CHALLENGE -
Return every line of the material that contains the string "black". Case counts.

(Entries from a collection)
---
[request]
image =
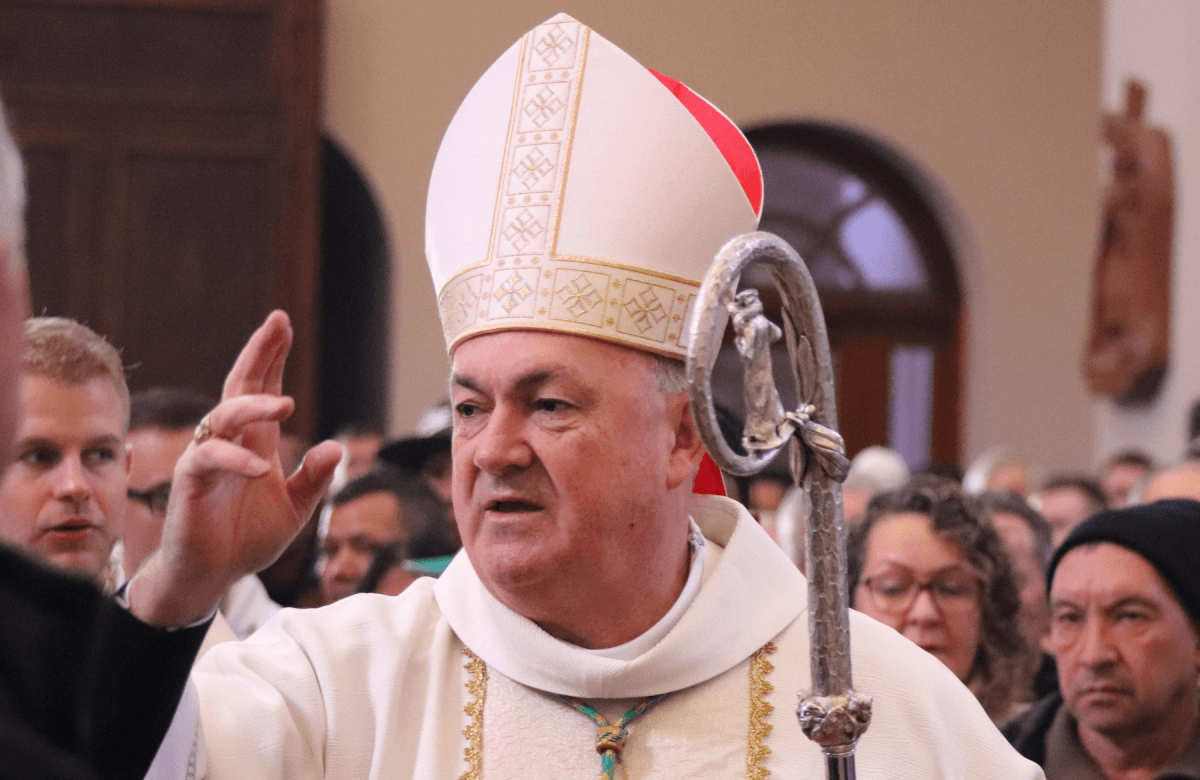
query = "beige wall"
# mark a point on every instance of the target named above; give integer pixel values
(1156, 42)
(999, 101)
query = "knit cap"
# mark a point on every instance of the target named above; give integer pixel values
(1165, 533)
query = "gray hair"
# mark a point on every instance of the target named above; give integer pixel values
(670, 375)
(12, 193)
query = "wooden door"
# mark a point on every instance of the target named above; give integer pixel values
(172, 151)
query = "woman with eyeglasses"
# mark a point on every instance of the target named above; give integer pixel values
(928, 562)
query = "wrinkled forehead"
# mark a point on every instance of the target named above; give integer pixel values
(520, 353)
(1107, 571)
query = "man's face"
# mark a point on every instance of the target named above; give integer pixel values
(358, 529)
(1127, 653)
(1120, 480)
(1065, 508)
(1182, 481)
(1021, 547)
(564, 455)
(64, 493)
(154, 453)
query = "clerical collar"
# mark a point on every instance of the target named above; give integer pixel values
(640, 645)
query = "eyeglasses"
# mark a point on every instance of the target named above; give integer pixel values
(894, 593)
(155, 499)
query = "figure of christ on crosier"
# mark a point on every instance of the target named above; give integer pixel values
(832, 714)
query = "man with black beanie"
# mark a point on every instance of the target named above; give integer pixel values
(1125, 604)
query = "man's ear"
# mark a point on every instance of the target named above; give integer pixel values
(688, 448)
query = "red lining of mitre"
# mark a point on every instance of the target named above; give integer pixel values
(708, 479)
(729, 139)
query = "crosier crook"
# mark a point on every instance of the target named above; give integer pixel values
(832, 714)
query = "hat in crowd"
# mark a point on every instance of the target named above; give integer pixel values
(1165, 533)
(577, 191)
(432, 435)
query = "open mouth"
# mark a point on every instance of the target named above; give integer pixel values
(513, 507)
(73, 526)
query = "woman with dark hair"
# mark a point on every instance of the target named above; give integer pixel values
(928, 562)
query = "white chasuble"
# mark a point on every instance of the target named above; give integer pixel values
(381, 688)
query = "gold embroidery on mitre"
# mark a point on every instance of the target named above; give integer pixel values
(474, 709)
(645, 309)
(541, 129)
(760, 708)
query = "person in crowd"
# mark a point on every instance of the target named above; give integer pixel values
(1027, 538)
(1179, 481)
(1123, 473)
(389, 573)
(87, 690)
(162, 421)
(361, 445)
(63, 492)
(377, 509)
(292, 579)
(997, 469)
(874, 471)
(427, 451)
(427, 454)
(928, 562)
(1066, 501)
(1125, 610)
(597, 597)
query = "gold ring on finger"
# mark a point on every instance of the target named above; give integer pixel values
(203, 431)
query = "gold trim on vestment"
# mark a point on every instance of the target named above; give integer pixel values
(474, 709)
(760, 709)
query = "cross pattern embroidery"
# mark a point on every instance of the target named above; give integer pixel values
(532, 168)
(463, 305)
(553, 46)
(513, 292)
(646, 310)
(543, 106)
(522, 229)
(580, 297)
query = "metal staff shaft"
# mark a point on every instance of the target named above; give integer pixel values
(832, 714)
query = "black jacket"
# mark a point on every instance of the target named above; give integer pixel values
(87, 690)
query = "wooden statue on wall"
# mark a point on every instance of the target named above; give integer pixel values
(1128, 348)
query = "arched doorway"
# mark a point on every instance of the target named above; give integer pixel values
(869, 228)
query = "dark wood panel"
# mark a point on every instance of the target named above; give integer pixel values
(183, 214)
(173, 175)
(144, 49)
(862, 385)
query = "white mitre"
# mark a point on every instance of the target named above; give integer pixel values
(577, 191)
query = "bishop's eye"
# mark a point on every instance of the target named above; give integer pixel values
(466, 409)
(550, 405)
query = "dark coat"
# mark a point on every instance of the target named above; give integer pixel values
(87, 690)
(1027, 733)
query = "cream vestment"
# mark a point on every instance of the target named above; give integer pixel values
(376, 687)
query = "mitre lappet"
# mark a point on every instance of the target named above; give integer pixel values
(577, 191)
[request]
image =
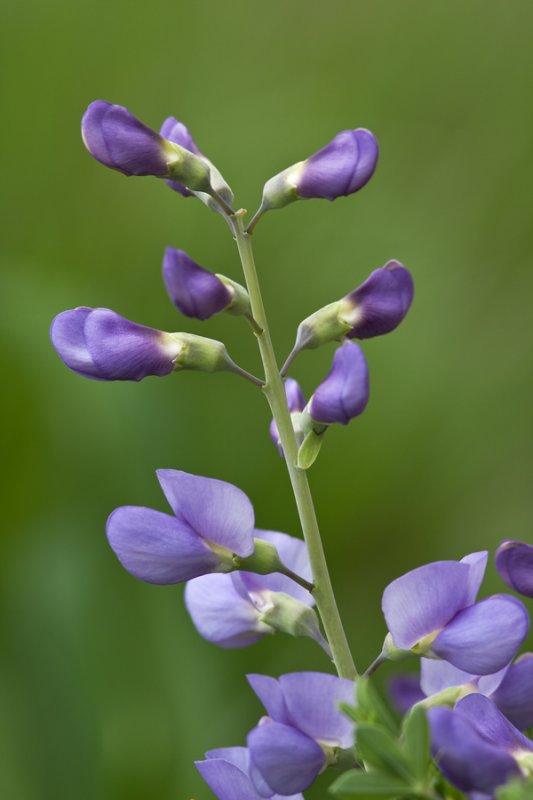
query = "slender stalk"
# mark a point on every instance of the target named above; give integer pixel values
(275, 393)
---
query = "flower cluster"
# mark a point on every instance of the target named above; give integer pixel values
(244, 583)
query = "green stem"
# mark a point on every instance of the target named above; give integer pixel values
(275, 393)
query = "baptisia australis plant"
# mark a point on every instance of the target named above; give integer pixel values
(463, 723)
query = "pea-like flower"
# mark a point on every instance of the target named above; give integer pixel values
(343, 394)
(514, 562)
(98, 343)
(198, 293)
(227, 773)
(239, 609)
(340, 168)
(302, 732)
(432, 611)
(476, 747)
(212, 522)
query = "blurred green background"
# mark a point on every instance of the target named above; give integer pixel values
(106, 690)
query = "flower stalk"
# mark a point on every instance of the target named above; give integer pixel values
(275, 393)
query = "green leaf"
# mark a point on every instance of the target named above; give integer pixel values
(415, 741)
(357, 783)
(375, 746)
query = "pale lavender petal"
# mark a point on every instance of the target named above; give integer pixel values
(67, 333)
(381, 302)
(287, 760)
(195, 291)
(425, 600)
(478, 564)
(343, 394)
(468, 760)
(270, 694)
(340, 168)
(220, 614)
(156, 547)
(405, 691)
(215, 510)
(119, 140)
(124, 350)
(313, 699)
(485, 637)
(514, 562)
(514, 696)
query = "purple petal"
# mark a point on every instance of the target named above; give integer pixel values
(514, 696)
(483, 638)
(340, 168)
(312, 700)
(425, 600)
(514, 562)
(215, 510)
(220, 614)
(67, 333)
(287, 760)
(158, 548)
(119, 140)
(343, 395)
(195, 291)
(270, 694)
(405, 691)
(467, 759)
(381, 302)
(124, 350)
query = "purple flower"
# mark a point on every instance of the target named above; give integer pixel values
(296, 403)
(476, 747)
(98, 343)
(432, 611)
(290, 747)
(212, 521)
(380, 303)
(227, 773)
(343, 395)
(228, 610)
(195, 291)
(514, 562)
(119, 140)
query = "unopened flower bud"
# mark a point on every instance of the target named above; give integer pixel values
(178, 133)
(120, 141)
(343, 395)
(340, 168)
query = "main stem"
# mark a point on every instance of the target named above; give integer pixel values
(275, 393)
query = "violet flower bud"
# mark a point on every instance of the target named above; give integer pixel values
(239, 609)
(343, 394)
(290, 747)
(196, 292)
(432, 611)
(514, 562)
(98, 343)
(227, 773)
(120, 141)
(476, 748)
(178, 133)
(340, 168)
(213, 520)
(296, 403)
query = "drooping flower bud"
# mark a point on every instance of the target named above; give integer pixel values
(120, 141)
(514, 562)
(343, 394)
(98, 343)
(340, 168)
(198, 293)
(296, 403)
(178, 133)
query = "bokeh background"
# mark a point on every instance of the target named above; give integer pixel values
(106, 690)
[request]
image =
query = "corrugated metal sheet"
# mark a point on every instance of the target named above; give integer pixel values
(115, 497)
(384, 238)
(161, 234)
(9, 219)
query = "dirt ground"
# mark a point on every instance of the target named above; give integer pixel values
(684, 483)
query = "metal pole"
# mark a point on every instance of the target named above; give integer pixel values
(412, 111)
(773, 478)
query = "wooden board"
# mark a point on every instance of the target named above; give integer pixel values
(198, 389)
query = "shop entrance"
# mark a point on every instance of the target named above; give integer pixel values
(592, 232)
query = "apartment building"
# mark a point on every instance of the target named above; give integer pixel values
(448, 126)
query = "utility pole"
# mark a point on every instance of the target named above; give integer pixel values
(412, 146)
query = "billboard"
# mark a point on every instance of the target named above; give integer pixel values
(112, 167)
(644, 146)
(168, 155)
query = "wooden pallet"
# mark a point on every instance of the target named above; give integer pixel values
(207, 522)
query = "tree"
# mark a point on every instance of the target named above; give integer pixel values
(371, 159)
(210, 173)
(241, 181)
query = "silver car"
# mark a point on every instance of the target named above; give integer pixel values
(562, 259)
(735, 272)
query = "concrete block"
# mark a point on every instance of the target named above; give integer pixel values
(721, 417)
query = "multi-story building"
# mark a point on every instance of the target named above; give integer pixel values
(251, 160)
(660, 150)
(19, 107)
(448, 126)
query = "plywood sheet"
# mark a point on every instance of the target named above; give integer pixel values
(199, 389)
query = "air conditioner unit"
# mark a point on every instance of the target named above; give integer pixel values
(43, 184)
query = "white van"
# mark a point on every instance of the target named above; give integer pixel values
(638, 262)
---
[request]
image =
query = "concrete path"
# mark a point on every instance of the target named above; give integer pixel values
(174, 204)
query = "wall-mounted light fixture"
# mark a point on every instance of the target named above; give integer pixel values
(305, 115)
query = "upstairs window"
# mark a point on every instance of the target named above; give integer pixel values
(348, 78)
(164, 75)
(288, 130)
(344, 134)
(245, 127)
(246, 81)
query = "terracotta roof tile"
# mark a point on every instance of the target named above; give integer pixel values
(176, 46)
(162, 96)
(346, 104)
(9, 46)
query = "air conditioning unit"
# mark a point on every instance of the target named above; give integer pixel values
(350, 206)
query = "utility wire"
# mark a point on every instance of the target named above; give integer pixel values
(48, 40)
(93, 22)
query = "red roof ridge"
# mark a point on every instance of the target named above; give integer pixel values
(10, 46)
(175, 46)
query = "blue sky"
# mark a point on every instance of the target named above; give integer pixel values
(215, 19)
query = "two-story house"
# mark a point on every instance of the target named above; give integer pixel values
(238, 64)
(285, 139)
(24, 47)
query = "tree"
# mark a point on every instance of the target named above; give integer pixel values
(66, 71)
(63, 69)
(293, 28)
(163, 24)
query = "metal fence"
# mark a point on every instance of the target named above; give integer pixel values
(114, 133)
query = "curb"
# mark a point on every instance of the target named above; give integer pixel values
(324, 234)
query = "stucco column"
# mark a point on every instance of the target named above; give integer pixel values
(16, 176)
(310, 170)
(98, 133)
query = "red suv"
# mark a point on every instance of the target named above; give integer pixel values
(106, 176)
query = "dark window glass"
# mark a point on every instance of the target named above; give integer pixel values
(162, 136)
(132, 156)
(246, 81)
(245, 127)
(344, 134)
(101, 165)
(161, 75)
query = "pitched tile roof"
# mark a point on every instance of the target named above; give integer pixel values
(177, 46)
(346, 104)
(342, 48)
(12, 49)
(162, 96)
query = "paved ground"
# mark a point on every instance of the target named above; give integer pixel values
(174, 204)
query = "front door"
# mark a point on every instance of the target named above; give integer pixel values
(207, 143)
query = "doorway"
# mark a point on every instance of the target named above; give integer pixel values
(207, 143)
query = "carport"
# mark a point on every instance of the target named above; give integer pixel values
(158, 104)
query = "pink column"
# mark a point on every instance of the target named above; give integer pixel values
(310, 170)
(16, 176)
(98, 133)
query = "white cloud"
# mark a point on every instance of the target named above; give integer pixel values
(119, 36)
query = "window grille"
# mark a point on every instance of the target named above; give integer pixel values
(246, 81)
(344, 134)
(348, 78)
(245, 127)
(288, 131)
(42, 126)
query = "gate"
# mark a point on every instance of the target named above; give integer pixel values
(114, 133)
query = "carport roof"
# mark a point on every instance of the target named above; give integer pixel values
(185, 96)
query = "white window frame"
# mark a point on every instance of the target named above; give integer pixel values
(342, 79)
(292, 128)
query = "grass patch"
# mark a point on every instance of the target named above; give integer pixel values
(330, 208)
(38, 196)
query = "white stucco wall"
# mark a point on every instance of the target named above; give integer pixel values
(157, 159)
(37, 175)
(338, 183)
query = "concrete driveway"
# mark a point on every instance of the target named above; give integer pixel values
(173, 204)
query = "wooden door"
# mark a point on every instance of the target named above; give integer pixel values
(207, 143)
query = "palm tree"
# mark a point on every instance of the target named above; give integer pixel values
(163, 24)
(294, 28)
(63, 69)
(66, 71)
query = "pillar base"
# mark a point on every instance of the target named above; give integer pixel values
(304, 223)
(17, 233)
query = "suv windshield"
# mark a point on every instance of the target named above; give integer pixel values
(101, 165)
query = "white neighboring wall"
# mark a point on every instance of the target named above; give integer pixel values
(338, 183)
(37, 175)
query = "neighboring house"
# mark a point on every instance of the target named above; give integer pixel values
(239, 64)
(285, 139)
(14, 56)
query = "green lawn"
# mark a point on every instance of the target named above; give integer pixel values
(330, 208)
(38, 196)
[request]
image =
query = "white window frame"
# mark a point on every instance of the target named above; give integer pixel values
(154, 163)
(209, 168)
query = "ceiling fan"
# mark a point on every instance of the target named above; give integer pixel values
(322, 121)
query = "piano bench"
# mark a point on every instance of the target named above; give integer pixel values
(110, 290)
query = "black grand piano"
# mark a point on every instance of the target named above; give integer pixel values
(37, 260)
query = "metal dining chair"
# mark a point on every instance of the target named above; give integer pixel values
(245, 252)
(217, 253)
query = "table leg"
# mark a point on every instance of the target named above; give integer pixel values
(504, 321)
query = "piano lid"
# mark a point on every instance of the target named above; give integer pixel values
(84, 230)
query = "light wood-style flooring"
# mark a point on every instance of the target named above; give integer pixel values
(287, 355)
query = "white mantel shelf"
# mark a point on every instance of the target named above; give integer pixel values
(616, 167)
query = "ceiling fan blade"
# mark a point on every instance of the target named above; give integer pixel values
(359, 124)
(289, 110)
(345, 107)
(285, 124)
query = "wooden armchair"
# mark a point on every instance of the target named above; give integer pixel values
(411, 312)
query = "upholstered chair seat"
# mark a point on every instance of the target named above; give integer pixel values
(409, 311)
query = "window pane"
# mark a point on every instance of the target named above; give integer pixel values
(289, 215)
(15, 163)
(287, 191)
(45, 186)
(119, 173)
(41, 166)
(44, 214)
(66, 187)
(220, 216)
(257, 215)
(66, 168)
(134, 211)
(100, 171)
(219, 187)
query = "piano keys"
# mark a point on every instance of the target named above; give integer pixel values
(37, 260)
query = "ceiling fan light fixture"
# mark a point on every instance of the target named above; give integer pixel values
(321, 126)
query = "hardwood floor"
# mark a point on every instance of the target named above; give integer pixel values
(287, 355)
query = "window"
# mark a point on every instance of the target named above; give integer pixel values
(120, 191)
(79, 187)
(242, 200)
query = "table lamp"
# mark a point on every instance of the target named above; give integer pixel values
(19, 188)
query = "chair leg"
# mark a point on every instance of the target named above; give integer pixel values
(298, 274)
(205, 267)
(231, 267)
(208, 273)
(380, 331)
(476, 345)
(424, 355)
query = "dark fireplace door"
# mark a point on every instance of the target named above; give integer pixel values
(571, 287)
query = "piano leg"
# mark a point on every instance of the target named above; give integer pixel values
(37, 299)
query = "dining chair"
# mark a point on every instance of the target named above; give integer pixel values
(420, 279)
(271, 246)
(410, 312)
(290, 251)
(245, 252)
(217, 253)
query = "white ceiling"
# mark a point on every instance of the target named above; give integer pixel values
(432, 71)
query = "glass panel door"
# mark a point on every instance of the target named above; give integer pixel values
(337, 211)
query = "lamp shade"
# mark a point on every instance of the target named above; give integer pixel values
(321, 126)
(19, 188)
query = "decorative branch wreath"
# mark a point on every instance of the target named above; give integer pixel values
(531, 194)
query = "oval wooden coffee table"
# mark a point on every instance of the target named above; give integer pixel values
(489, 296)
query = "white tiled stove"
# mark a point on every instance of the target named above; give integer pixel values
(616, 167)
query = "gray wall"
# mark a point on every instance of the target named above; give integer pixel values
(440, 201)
---
CORRECT OUTPUT -
query = "man with black beanie"
query = "black jacket"
query = "black grand piano"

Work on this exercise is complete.